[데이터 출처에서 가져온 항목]
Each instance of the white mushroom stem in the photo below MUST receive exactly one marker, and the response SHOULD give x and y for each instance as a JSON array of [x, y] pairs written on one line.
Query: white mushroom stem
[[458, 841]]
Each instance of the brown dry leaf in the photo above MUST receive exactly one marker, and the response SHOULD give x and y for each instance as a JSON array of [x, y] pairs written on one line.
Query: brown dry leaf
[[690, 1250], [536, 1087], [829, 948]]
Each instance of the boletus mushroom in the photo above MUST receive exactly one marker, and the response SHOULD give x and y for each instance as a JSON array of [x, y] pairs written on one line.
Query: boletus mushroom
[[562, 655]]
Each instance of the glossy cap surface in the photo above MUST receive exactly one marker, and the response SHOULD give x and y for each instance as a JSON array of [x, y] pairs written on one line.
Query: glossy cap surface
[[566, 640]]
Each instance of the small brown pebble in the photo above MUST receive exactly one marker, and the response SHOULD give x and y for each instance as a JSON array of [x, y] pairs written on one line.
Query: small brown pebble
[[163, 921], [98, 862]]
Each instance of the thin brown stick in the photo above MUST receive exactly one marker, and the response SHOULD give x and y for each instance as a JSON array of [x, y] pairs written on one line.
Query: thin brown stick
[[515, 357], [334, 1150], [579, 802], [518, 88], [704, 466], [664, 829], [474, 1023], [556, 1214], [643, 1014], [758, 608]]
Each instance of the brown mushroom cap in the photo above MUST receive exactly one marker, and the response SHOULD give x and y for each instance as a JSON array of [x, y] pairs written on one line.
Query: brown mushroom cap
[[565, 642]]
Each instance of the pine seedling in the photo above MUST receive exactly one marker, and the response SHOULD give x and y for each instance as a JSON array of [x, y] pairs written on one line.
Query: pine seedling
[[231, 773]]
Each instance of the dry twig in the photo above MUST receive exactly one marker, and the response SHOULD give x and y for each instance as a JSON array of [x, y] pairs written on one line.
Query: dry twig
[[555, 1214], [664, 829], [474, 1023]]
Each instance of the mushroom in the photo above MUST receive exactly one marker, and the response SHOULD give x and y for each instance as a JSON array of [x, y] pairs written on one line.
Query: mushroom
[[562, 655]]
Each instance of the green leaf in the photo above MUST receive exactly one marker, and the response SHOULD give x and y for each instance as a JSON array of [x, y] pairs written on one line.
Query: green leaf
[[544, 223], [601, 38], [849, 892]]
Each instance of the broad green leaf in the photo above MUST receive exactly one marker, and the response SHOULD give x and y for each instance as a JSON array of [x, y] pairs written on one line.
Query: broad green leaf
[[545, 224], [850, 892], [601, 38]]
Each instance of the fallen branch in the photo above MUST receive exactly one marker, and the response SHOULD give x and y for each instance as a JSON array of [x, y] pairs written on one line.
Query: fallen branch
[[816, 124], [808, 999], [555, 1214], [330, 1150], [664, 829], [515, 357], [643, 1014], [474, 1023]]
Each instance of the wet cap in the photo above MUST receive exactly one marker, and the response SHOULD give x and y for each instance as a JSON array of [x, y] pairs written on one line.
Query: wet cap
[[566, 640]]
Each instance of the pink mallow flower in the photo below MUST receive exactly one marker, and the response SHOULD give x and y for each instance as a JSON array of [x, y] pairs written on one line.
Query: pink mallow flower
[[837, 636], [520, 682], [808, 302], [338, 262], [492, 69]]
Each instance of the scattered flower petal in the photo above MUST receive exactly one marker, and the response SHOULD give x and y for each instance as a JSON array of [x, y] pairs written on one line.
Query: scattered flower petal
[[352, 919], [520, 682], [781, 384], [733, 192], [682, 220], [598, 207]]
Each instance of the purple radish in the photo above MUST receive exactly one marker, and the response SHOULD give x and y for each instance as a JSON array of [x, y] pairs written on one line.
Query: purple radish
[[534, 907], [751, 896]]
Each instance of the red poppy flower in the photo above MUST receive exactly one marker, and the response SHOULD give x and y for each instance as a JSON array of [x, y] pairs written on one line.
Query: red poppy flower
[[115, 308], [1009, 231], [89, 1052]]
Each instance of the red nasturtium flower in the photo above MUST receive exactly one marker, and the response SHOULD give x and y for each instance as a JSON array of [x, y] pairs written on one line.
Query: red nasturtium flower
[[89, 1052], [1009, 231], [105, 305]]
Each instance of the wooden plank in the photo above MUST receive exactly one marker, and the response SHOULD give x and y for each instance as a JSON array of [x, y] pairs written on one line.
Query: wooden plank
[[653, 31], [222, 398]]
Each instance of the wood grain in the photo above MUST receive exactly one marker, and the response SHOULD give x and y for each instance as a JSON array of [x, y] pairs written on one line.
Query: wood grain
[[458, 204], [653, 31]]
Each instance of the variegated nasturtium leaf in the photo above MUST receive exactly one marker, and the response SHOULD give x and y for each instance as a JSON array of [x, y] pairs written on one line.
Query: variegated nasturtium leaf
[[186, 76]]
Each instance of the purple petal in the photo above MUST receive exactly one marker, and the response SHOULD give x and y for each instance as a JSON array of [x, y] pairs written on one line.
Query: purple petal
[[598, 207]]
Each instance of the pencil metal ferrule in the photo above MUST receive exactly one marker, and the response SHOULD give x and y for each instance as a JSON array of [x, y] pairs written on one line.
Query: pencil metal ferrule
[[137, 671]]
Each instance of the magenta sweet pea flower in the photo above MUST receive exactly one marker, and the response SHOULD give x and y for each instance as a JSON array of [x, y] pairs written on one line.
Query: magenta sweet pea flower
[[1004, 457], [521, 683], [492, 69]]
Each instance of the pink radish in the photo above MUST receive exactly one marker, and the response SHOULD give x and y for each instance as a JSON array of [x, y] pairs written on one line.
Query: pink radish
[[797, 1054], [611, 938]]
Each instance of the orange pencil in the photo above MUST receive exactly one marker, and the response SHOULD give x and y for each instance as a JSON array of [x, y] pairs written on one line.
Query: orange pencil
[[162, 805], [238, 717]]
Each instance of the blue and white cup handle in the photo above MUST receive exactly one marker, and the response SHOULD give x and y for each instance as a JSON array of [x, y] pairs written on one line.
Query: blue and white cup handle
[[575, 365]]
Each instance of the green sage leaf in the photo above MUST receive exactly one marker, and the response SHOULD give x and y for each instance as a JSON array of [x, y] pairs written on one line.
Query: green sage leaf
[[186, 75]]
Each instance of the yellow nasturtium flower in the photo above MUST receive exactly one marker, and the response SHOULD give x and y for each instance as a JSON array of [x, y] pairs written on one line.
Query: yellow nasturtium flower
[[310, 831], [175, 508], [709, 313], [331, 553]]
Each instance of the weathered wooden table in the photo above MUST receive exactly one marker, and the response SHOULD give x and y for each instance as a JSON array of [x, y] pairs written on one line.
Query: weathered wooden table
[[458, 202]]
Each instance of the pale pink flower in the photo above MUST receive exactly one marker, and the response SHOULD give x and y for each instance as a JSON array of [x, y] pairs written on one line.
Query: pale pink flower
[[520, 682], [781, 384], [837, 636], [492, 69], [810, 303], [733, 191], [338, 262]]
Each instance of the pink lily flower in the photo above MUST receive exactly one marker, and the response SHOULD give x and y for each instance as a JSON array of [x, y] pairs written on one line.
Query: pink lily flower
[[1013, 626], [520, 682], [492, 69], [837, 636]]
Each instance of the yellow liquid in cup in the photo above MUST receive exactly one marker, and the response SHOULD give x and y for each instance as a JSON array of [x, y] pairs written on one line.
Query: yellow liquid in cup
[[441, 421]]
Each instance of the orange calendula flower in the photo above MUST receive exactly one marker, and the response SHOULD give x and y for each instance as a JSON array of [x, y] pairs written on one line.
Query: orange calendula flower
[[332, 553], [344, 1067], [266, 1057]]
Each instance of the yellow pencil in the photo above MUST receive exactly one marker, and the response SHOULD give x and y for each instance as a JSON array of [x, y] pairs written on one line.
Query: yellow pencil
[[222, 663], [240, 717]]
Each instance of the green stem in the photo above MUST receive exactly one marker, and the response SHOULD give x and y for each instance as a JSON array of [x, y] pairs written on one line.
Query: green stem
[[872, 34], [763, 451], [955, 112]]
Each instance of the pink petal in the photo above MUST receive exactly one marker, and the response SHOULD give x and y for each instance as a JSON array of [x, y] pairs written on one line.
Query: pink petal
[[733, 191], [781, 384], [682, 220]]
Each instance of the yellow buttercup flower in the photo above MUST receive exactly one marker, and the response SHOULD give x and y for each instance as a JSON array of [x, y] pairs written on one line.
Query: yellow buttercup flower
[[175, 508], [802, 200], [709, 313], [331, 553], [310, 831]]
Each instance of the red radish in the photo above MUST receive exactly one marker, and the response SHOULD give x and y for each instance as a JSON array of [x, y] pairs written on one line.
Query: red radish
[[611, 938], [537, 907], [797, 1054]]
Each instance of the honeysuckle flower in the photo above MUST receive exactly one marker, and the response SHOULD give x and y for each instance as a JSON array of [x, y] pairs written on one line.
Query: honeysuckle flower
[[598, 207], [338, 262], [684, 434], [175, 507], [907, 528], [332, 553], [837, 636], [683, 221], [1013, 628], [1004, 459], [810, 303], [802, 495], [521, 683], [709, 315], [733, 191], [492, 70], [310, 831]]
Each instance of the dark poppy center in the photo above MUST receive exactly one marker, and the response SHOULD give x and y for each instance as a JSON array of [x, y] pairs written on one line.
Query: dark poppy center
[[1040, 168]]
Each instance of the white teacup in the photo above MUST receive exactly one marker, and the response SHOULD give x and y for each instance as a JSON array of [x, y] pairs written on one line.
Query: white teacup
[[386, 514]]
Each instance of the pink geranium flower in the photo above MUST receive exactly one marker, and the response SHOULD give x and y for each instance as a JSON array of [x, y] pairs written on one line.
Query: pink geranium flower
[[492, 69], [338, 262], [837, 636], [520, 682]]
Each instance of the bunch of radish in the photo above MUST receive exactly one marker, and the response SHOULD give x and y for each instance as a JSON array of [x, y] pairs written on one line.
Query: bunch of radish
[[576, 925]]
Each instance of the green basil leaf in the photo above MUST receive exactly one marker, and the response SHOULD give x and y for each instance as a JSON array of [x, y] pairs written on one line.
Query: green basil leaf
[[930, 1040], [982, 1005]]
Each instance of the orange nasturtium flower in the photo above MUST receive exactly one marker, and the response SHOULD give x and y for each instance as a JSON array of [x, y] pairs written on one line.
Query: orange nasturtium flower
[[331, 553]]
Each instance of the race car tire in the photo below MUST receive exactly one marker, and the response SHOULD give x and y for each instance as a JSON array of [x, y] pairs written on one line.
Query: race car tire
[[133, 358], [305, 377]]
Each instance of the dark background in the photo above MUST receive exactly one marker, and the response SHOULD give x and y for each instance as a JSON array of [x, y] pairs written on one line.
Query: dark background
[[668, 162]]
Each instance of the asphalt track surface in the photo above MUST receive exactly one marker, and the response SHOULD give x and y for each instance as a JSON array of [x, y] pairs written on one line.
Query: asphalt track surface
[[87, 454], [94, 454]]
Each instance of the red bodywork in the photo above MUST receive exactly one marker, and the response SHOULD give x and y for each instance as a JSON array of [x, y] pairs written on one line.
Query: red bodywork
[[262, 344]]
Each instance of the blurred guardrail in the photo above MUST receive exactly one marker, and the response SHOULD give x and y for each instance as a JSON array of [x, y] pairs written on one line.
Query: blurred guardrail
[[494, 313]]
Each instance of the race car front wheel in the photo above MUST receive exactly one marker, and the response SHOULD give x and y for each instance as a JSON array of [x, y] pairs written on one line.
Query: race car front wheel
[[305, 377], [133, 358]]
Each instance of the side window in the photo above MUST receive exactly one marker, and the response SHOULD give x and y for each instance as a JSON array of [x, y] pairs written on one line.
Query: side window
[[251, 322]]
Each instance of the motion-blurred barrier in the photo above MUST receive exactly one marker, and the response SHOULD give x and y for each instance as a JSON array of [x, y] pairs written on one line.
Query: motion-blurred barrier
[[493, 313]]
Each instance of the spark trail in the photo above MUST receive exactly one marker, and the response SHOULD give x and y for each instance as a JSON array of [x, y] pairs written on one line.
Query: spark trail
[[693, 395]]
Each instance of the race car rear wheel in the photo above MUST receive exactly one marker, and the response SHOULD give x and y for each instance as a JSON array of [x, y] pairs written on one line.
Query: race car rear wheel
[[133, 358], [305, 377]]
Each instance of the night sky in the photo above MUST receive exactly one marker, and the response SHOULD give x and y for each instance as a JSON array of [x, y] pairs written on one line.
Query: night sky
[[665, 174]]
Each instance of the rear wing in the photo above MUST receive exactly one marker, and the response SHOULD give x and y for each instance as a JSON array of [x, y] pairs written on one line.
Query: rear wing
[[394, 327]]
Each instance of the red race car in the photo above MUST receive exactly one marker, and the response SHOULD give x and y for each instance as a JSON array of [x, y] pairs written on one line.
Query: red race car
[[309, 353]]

**과제 목표:**
위 항목 가운데 "Each instance of the asphalt" 문구가 있는 줄에서 시작하여 "[[87, 454], [94, 454]]" 문구가 있는 줄에서 끝나는 부분을, 양 끝 줄을 포함하고 빈 줄은 빼서 번호 목록으로 정리하시오.

**전체 답안:**
1. Each instance of the asphalt track surface in the photo above MUST receive exactly one marker, and the response SHOULD give x and y for each instance as a JSON array of [x, y] pairs written on one line.
2. Query: asphalt track surface
3. [[87, 454], [94, 454]]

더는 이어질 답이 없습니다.